(WHAT YOU ARE ASKED TO DO): Write out the listing below word for word, keeping every line as it is.

(MATERIAL SUPPLIED):
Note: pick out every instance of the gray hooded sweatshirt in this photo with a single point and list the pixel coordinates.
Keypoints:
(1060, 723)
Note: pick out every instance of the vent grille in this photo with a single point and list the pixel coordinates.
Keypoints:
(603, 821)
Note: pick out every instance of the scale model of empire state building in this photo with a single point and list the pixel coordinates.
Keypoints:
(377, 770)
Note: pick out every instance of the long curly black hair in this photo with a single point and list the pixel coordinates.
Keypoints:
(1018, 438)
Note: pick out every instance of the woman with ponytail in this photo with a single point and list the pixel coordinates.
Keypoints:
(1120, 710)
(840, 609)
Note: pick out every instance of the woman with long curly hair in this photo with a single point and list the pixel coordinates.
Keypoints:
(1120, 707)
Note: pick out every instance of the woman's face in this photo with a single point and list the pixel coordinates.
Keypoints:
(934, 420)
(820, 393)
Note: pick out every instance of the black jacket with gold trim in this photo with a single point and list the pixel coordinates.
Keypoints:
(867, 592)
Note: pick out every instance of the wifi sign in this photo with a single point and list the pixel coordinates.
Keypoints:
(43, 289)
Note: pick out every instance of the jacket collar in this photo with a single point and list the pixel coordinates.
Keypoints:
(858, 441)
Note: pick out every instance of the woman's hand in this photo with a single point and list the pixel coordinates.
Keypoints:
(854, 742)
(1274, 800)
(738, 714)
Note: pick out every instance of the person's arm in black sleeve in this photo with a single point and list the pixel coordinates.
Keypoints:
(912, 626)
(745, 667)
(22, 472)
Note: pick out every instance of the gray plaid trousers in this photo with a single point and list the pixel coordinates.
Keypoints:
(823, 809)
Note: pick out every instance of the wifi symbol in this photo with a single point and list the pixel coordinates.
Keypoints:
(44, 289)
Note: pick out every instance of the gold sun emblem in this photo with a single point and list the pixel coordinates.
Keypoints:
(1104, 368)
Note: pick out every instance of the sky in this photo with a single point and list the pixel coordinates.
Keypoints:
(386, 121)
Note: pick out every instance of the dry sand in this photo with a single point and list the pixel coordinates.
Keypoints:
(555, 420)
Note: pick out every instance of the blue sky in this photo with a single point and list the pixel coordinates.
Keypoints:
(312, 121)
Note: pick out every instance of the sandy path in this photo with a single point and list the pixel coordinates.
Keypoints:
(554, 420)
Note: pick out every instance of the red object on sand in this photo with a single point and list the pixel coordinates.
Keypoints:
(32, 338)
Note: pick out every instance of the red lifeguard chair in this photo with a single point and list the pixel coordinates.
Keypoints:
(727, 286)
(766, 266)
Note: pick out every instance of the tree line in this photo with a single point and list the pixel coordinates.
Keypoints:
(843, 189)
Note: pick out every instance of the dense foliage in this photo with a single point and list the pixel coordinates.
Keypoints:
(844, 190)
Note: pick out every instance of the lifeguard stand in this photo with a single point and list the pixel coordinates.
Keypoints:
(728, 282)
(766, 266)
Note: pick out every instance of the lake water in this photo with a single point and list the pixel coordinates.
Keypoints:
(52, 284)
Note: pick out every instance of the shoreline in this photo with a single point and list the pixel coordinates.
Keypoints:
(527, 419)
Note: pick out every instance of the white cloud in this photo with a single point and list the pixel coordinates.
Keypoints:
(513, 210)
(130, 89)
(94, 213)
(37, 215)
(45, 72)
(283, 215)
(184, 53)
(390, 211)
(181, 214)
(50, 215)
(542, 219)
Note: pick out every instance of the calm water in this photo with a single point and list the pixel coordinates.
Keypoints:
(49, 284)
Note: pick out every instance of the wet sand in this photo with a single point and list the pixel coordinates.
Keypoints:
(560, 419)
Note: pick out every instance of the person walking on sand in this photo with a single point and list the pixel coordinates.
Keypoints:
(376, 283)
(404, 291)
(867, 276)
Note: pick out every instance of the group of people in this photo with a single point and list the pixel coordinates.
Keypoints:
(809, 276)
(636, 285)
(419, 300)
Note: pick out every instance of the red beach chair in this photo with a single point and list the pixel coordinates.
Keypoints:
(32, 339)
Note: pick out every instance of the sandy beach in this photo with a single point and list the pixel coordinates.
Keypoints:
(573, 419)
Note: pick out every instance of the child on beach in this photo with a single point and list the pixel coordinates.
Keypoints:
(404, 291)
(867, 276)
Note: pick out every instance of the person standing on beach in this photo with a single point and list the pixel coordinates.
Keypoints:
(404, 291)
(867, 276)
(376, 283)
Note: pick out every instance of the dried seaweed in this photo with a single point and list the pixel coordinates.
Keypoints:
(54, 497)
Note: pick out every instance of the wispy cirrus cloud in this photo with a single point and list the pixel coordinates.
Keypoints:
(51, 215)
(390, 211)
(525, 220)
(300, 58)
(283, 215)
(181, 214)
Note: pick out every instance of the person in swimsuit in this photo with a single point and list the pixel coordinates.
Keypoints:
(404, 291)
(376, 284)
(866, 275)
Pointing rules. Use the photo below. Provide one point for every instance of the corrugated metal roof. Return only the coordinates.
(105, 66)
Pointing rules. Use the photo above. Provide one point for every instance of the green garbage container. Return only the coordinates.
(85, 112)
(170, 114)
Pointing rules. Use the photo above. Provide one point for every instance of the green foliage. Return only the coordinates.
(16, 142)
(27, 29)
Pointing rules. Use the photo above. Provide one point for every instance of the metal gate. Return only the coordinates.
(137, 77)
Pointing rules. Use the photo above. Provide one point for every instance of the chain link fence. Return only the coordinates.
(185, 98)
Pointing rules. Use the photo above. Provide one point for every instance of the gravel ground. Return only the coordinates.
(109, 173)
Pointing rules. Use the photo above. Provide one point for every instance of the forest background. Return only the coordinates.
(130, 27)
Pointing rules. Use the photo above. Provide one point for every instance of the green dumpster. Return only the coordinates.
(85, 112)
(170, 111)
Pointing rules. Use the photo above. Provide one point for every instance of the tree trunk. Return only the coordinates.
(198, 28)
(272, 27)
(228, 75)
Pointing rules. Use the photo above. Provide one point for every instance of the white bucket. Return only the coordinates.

(RESPONSE TO THE EXERCISE):
Note: pick out every instance of the gray hooded sweatshirt in this photo with a single point and list the pixel coordinates.
Keypoints:
(1060, 723)
Note: pick out every instance of the vent grille in this photo with a single point and list the pixel coordinates.
Keypoints:
(603, 821)
Note: pick out every instance of the scale model of empire state building in this photo with a single point and list the pixel coordinates.
Keypoints:
(377, 770)
Note: pick out every instance of the long curly black hair in this photo with a single point and list the pixel coordinates.
Keypoints:
(1018, 438)
Note: pick out every instance of the woman with ponytail in this photo with a single point and list the pixel coordinates.
Keypoints:
(1120, 710)
(840, 609)
Note: pick out every instance of the woman with long curly hair in this photo with a single point and list the pixel coordinates.
Keypoints:
(1120, 707)
Note: pick out every instance of the woman's face in this photo with a single point and list the pixel coordinates.
Keypoints:
(934, 420)
(820, 393)
Note: pick out every instance of the black jacket with gold trim in this photo with a single point and list the pixel coordinates.
Keypoints:
(867, 592)
Note: pick out every instance of the wifi sign in this photo with a single point and list the pixel coordinates.
Keypoints:
(43, 289)
Note: pick out every instance of the jacket collar in this photo with a single point and list the pixel coordinates.
Keypoints:
(858, 441)
Note: pick out every instance of the woman's hand in this photo with a single point and list the pixel coordinates.
Keypoints:
(854, 742)
(1274, 800)
(738, 714)
Note: pick out every instance of the person's arm in black sleeve in this photo with a single point and list the pixel coordinates.
Keypoints:
(912, 626)
(745, 667)
(22, 472)
Note: pick out every instance of the gray plaid trousers in this photo with a single point and list the pixel coordinates.
Keypoints:
(823, 809)
Note: pick out every instance of the wifi symbol in this photo with a single point and list the pixel coordinates.
Keypoints:
(44, 289)
Note: pick out every instance of the gold sun emblem in this photo with a single point and list the pixel coordinates.
Keypoints:
(1104, 368)
Note: pick out every instance of the sky in this photo with a single point and list the pixel coordinates.
Keypoints:
(386, 121)
Note: pick out every instance of the dry sand in this photo with a single point and list the pixel coordinates.
Keypoints:
(555, 420)
Note: pick out every instance of the blue sky in this photo with a single point and list the pixel coordinates.
Keypoints:
(312, 121)
Note: pick out every instance of the sandy path in this photo with a single point and list the pixel coordinates.
Keypoints:
(554, 420)
Note: pick out every instance of the red object on sand in this photo with a single point and list the pixel coordinates.
Keypoints:
(32, 338)
Note: pick out every instance of the red lifeguard chair in this photo with a single point and list the pixel coordinates.
Keypoints:
(727, 286)
(766, 266)
Note: pick out every instance of the tree line in this photo with a single point and list the pixel coordinates.
Keypoints:
(843, 189)
Note: pick out every instance of the dense foliage in this photo with a single point and list the pixel coordinates.
Keypoints:
(844, 190)
Note: pick out every instance of the lifeguard stand in this photo with a single point and list the pixel coordinates.
Keypoints:
(728, 282)
(766, 266)
Note: pick out every instance of the lake water in this photo with a single point and list the pixel coordinates.
Keypoints:
(52, 284)
Note: pick out every instance of the shoreline in this photo with a single point and list the pixel coordinates.
Keypoints:
(527, 419)
Note: pick out every instance of the white cloud in this photo with a single point and list the pixel coordinates.
Keypoints:
(513, 210)
(130, 89)
(94, 213)
(37, 215)
(45, 72)
(283, 215)
(184, 53)
(390, 211)
(181, 214)
(50, 215)
(542, 219)
Note: pick out every instance of the calm water in this photo with a single point and list the pixel coordinates.
Keypoints:
(49, 284)
Note: pick out every instance of the wet sand in this photo with a single point and list the pixel coordinates.
Keypoints:
(560, 419)
Note: pick out every instance of the person walking on sand in this photo with a single point and list the pixel coordinates.
Keypoints:
(376, 283)
(404, 291)
(867, 276)
Note: pick out every instance of the group of people in this photo with a single point and list the pixel coordinates.
Keypoints:
(809, 276)
(636, 285)
(419, 300)
Note: pick out every instance of the red beach chair in this photo with a single point and list the pixel coordinates.
Keypoints:
(32, 339)
Note: pick out every instance of the sandy beach in this photo with a single point and list the pixel coordinates.
Keypoints:
(573, 419)
Note: pick out every instance of the child on beach in this photo with a single point and list the pixel coordinates.
Keypoints:
(404, 291)
(867, 276)
Note: pick out every instance of the person standing on beach in this photo with a single point and list the pixel coordinates.
Keypoints:
(404, 291)
(867, 276)
(376, 283)
Note: pick out every instance of the dried seaweed in this photo with a single point and list the pixel coordinates.
Keypoints:
(54, 497)
Note: pick out every instance of the wispy cirrus cloud in this photo with a single point and list the pixel coordinates.
Keypoints:
(51, 215)
(390, 211)
(525, 220)
(300, 58)
(283, 215)
(181, 214)
Note: pick out every instance of the person in swimsuit in this photo with a single point and list the pixel coordinates.
Keypoints:
(404, 291)
(376, 284)
(866, 275)
Pointing rules. Use the photo below. Provide one point for every instance of the corrugated metal roof. Return only the coordinates.
(105, 66)
Pointing rules. Use the photo above. Provide one point for every instance of the green garbage container. Return only the coordinates.
(85, 112)
(170, 114)
Pointing rules. Use the photo above. Provide one point for every instance of the green foliage. Return only the coordinates.
(16, 142)
(27, 29)
Pointing rules. Use the photo above. Provide one point for every instance of the metal gate. Return only the coordinates.
(137, 77)
Pointing rules. Use the photo above. Provide one point for every instance of the chain link fence. Return only the coordinates.
(185, 98)
Pointing rules. Use the photo above. Provide one point for every instance of the gravel ground. Return only the coordinates.
(109, 173)
Pointing rules. Use the photo above. Provide one point for every instance of the forest background. Return only the coordinates.
(130, 27)
Pointing rules. Use the photo above. Provide one point for every instance of the green dumpster. Return only the coordinates.
(85, 112)
(170, 111)
Pointing rules. Use the photo above. Provide one point for every instance of the tree trunk. Return only the coordinates.
(198, 28)
(272, 27)
(228, 75)
Pointing rules. Use the photo above. Provide one point for every instance of the white bucket. Return only the coordinates.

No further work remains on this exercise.